What you should do ::
Reproduce the following records verbatim, starting at the line containing "Help me find the lizard's hind" and ending at the line containing "[0,134,11,157]", with both of those lines included.

Exercise materials ::
--- start ---

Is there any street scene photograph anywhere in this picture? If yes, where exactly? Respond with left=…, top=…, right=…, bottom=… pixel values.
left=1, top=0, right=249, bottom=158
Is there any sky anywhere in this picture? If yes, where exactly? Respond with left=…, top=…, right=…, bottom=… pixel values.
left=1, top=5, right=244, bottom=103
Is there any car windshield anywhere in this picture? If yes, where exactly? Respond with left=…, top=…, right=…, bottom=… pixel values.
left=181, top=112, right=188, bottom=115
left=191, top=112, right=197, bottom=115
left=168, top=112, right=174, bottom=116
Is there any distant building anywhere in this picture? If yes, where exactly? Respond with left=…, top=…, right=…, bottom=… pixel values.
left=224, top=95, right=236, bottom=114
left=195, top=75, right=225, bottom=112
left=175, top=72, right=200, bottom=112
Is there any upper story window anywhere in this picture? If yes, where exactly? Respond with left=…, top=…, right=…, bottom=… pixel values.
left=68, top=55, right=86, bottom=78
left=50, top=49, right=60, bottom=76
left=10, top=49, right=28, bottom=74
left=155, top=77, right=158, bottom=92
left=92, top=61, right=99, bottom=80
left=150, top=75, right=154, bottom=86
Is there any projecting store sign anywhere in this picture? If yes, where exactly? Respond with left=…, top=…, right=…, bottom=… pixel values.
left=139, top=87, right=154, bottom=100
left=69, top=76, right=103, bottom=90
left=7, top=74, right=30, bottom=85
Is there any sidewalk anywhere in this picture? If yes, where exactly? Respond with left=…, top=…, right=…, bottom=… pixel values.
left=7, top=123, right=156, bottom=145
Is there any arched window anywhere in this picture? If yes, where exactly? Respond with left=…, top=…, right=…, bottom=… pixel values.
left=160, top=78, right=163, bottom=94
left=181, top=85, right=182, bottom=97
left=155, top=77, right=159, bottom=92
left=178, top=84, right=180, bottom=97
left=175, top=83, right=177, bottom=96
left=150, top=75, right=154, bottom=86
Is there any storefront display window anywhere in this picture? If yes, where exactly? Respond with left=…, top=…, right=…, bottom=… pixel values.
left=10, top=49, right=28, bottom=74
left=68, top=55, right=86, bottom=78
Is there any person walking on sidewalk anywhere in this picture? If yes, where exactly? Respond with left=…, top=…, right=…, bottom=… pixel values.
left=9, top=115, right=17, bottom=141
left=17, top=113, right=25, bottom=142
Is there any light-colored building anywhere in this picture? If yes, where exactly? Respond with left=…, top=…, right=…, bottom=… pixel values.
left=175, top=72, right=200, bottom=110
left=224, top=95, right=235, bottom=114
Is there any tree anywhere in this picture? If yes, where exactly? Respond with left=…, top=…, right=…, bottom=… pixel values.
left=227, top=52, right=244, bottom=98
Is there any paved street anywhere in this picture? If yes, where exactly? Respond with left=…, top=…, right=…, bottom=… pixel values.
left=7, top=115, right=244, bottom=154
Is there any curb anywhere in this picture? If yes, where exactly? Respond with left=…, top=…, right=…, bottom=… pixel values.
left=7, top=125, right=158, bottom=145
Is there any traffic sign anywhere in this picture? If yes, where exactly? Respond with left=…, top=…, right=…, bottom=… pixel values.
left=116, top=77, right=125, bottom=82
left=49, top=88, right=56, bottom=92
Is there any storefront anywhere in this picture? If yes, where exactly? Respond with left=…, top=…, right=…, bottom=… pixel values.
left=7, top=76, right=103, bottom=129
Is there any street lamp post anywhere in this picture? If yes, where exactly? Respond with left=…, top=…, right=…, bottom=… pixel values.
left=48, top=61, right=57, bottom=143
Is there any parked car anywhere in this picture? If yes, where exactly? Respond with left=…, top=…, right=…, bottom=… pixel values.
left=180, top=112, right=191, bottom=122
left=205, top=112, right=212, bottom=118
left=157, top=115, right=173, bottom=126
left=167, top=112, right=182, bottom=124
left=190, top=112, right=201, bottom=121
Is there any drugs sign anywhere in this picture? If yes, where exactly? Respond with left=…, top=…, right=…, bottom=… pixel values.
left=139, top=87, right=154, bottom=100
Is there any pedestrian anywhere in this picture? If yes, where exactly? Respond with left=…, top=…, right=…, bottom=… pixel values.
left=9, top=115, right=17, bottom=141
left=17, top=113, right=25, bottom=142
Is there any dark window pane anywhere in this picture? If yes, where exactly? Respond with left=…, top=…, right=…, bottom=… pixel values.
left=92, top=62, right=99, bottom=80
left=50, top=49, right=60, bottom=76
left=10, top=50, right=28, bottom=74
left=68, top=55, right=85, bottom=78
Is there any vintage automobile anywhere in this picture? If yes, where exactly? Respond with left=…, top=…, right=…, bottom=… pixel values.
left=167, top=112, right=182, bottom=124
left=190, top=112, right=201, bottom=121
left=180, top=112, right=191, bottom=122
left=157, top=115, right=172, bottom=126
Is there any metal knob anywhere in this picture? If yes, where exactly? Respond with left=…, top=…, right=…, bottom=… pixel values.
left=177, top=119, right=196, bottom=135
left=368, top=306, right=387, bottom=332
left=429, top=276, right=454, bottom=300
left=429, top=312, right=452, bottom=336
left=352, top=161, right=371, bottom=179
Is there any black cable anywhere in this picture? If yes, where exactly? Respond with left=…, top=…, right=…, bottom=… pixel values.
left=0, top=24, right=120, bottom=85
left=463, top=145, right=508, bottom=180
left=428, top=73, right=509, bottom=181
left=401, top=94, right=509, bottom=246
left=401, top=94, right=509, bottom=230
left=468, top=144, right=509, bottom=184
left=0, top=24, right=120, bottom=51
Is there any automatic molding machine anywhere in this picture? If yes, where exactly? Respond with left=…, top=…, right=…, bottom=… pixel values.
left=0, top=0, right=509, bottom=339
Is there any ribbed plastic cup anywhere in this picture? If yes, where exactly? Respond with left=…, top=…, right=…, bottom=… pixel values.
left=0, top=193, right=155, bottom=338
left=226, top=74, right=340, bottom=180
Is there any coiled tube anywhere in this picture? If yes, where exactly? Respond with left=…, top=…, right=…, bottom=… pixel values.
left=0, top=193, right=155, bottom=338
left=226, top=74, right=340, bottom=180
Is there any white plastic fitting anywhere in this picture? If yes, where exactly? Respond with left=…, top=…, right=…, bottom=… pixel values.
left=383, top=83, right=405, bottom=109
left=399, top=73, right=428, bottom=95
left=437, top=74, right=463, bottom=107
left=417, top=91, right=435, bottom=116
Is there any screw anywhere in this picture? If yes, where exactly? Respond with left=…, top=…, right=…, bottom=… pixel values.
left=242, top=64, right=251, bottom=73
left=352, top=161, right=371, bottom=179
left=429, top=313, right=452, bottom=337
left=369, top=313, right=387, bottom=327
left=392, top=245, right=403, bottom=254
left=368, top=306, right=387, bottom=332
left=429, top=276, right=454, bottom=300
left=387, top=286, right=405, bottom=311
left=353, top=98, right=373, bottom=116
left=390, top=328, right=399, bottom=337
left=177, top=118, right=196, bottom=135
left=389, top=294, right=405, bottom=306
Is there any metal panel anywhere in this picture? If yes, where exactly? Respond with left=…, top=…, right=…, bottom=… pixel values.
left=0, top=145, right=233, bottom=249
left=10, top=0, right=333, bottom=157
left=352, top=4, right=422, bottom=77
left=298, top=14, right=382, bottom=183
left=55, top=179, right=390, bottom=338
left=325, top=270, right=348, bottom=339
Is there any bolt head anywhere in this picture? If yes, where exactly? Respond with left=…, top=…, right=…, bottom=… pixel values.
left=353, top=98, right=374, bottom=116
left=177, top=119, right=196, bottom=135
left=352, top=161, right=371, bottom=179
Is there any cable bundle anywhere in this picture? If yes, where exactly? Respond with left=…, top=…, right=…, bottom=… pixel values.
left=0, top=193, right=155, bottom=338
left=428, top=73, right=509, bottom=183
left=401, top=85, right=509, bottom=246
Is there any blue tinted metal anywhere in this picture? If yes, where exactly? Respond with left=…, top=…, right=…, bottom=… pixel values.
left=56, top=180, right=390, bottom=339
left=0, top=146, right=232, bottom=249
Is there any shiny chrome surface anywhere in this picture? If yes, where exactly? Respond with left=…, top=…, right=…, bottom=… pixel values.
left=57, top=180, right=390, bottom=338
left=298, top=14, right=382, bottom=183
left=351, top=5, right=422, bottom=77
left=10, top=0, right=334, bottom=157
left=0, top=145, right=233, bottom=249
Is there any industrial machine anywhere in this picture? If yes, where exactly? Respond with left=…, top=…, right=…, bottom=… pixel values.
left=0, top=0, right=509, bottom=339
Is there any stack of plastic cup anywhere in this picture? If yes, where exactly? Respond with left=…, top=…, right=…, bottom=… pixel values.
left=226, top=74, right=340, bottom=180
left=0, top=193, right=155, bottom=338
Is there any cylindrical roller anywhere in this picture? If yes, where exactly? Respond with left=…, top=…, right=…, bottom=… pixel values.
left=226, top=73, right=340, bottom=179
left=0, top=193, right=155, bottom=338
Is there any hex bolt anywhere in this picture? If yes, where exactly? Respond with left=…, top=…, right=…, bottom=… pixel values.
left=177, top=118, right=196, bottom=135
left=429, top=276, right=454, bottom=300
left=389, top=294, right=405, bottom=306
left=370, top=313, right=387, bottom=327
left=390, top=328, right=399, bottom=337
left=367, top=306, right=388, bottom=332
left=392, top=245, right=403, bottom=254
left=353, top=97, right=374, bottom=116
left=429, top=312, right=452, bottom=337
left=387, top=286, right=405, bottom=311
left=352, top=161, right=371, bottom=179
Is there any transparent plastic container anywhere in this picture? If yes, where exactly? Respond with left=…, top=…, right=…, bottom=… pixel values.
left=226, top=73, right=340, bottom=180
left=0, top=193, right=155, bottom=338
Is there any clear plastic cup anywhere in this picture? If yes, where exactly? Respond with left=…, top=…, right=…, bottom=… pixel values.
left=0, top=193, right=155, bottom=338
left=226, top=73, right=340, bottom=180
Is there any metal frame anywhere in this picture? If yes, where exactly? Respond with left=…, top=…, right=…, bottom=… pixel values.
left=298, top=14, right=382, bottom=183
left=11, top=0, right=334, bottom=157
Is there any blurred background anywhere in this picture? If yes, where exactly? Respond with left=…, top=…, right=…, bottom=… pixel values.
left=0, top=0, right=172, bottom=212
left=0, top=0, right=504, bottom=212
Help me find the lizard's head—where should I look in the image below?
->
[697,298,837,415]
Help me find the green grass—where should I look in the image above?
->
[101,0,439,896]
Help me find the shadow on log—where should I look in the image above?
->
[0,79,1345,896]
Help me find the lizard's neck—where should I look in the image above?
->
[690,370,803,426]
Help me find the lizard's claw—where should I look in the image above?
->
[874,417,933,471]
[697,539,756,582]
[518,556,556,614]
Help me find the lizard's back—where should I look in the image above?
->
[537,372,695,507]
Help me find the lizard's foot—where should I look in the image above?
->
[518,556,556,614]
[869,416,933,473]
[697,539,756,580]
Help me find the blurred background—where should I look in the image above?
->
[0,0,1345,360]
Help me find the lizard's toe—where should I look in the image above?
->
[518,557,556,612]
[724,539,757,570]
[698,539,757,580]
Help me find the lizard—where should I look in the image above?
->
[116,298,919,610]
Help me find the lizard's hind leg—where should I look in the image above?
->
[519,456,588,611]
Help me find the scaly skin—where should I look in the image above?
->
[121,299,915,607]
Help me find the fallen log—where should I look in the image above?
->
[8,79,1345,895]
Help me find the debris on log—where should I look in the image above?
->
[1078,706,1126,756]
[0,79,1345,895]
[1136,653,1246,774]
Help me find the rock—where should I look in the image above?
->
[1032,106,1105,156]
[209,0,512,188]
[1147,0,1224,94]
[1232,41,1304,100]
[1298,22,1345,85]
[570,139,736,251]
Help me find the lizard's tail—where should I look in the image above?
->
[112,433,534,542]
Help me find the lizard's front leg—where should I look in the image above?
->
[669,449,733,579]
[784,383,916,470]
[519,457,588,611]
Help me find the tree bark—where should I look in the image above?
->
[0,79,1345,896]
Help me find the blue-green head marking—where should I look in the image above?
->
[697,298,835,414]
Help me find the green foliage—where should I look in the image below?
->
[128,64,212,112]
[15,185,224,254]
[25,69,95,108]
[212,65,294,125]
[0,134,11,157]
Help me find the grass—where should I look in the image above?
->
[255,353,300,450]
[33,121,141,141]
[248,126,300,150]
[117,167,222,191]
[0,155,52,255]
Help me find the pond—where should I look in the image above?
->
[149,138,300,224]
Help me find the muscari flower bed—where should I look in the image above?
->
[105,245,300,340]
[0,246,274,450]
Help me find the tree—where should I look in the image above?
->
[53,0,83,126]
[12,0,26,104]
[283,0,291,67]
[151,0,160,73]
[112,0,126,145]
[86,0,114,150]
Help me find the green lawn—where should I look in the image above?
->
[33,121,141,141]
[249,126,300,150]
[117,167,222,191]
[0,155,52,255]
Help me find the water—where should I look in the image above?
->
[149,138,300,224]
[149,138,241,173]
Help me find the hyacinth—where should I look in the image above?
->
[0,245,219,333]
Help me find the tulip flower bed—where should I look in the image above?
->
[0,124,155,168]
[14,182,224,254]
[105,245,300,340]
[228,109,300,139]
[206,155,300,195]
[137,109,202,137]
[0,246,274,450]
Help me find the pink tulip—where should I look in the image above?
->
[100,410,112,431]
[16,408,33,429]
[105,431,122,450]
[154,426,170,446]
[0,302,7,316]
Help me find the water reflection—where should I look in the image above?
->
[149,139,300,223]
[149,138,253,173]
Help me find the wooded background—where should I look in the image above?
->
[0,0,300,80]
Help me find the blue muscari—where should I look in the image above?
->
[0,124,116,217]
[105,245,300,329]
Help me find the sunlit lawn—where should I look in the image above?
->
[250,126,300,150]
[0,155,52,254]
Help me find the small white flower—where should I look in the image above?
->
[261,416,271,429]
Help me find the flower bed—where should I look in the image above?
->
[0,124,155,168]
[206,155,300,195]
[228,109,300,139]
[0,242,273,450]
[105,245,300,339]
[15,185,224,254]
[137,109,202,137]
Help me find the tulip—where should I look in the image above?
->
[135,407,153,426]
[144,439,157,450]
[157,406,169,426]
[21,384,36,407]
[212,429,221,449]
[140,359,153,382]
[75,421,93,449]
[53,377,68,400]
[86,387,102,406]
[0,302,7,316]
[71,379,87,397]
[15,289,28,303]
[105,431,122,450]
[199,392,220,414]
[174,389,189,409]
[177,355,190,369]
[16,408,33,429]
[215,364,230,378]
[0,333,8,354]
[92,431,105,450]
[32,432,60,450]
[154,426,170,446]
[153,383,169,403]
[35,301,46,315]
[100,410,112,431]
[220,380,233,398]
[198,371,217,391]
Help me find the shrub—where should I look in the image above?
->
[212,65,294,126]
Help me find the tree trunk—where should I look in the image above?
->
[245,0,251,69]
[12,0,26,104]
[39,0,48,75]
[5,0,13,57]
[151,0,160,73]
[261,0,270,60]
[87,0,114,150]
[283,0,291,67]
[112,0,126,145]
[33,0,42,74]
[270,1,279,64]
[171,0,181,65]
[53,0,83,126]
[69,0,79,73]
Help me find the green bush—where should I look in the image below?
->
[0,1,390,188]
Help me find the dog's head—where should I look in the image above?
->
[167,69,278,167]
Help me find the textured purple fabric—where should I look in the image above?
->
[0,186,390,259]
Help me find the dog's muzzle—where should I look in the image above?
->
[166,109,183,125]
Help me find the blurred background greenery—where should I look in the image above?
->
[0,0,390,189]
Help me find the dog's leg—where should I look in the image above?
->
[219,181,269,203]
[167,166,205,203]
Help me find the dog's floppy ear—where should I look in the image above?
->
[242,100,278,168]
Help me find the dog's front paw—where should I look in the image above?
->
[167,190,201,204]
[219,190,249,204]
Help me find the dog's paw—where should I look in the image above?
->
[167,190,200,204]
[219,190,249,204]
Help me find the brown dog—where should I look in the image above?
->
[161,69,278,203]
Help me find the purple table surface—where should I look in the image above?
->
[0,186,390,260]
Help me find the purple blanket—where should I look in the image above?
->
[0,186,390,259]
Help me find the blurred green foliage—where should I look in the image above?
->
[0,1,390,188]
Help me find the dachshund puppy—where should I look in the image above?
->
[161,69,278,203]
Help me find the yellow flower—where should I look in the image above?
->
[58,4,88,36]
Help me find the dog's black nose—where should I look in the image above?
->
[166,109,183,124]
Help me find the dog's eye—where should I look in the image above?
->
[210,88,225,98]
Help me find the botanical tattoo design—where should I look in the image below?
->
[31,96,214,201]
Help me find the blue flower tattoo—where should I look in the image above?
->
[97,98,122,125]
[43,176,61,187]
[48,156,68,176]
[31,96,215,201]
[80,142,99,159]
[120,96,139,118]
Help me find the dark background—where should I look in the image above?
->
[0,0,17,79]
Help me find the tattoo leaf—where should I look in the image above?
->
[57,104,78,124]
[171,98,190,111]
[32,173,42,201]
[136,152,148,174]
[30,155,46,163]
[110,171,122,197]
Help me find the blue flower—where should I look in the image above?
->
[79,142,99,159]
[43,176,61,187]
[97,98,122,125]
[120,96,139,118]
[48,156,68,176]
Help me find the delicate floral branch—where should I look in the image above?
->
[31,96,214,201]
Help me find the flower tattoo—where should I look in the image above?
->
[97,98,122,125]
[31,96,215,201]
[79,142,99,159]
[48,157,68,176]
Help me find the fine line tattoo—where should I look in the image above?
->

--- end ---

Exercise response ::
Help me find the lizard's hind leg—where should I look in the image above?
->
[519,456,588,611]
Help me find the scaly skin—where should I look in the image above?
->
[121,299,915,607]
Help me find the fallen log—where should I look in the image above?
->
[8,79,1345,895]
Help me find the debris on log—where should I look in the image above?
->
[1078,706,1126,756]
[0,79,1345,895]
[1136,653,1246,774]
Help me find the rock—where should I look in the image above?
->
[1032,106,1105,156]
[209,0,512,188]
[1147,0,1224,94]
[1232,41,1304,100]
[1298,22,1345,85]
[570,139,736,251]
Help me find the lizard's tail—where should I look in the image above?
->
[112,433,534,542]
Help me find the lizard's front leg—where should I look in the image above?
->
[669,449,733,579]
[784,383,916,470]
[519,457,588,611]
Help me find the tree bark—where should I look in the image above?
->
[0,79,1345,896]
Help me find the blue-green head marking—where should I look in the image above?
->
[697,298,835,414]
Help me find the green foliage—where should I look in the image below?
->
[128,64,212,112]
[15,185,224,254]
[25,69,95,108]
[212,65,294,125]
[0,134,11,157]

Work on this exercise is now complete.